Excerpted text —

Content starts

Prof. Juan Hinestroza, fiber science and apparel design (FSAD), weds nanotechnology and fashion in his research. Many may deny that nanotechnology has anything to do with apparel.
Hinestroza, however, imagines infinitely many links between these two fields. He envisions a white interview blouse transforming into a snazzy fuchsia-colored camise on demand. And in case maintaining health is of more interest than aesthetic color changes, he has sees bacteria-killing duds warding off winter colds.
Smart clothes may be a reality in the near future, if researchers manage to reduce costs and address safety concerns.
Hinestroza is as diverse as his research. Born in Bucaramanga, Colombia, he discussed his experience of “thermal shock, cultural shock and language shock” upon arriving in America. He relates to students of all backgrounds, especially the underprivileged Hispanic children he works with in the Ithaca area. Hinestroza said his main passion is to “inspire and encourage Hispanics and African Americans to obtain degrees in science.” Hinestroza also picked up some Portuguese during his time in Brazil.

Content ends

Record excerpts —
Content starts

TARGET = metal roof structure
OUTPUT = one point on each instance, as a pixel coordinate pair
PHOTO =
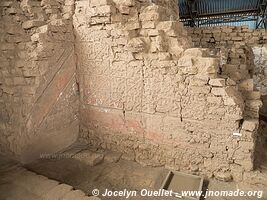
(223, 12)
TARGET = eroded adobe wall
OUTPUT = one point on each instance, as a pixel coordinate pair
(146, 92)
(221, 36)
(39, 101)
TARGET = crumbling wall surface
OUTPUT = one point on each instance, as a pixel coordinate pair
(227, 35)
(260, 74)
(146, 92)
(38, 88)
(216, 37)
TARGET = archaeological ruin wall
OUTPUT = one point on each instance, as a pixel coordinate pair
(222, 36)
(38, 90)
(146, 92)
(127, 76)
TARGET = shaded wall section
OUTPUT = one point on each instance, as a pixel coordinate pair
(39, 96)
(147, 93)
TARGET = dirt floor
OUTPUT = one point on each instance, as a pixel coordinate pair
(114, 173)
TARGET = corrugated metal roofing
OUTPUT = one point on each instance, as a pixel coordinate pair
(213, 7)
(221, 12)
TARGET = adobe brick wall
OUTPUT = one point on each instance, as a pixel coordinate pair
(146, 92)
(38, 91)
(225, 36)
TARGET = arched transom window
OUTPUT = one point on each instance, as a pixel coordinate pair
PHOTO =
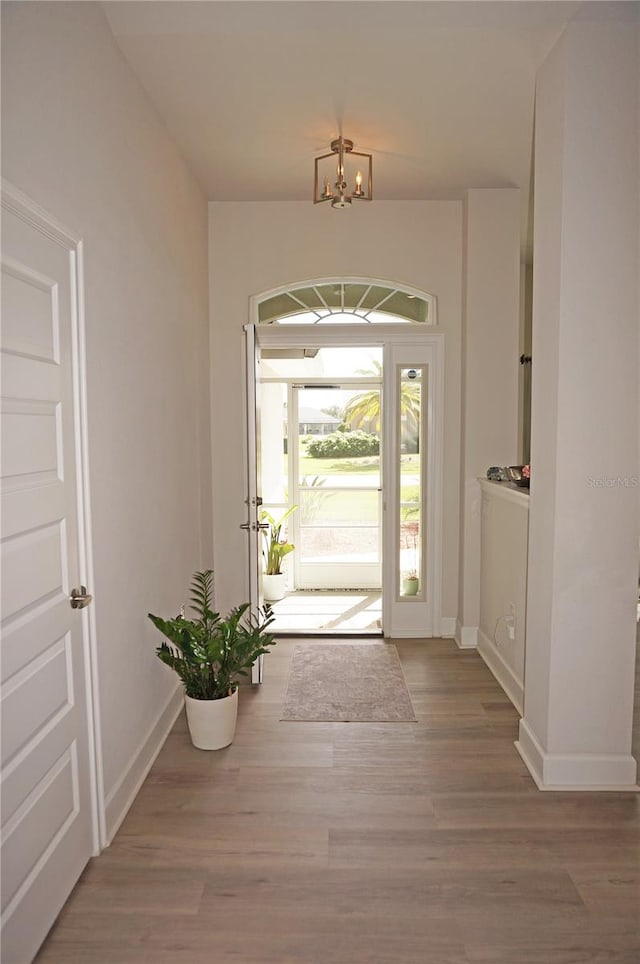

Content ends

What you should do — Reproduce word for word the stretch of the Juan Hinestroza profile from "Prof. Juan Hinestroza, fiber" through "address safety concerns.".

Result of this exercise —
Prof. Juan Hinestroza, fiber science and apparel design (FSAD), weds nanotechnology and fashion in his research. Many may deny that nanotechnology has anything to do with apparel.
Hinestroza, however, imagines infinitely many links between these two fields. He envisions a white interview blouse transforming into a snazzy fuchsia-colored camise on demand. And in case maintaining health is of more interest than aesthetic color changes, he has sees bacteria-killing duds warding off winter colds.
Smart clothes may be a reality in the near future, if researchers manage to reduce costs and address safety concerns.